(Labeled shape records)
________________________________________
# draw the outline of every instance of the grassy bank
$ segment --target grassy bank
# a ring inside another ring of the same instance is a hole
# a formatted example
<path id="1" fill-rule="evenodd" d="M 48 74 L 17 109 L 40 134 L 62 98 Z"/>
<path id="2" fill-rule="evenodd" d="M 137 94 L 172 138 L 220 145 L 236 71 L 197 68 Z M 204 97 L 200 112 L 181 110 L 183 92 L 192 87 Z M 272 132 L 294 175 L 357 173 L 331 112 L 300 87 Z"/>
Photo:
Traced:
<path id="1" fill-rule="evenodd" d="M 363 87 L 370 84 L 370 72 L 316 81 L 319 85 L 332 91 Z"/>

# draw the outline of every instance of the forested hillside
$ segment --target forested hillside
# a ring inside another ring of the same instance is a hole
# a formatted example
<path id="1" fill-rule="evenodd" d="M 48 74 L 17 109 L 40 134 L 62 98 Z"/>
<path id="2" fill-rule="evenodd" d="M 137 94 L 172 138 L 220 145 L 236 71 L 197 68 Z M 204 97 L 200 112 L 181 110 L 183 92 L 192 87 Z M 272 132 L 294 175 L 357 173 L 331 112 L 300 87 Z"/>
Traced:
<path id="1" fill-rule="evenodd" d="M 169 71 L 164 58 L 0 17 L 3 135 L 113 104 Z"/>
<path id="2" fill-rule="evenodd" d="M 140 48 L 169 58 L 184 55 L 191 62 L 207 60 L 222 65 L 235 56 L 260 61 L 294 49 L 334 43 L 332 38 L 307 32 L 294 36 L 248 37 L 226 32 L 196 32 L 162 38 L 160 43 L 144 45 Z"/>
________________________________________
WHAT TO WORK ON: Please convert the records, from the first line through the line containing "363 87 L 370", into a JSON list of strings with one string per line, leaving out any blank lines.

THE RESULT:
[
  "# draw the outline of every instance of the grassy bank",
  "$ segment --target grassy bank",
  "# a ring inside another ring of the same instance is a hole",
  "# a formatted example",
  "<path id=\"1\" fill-rule=\"evenodd\" d=\"M 48 74 L 17 109 L 40 134 L 62 98 Z\"/>",
  "<path id=\"2\" fill-rule=\"evenodd\" d=\"M 137 94 L 172 138 L 220 145 L 236 71 L 197 68 Z M 204 97 L 200 112 L 181 110 L 183 92 L 192 87 Z M 272 132 L 294 175 L 357 173 L 331 112 L 300 87 Z\"/>",
  "Photo:",
  "Traced:",
  "<path id=\"1\" fill-rule=\"evenodd\" d=\"M 363 87 L 370 84 L 370 72 L 316 81 L 319 85 L 332 91 Z\"/>"
]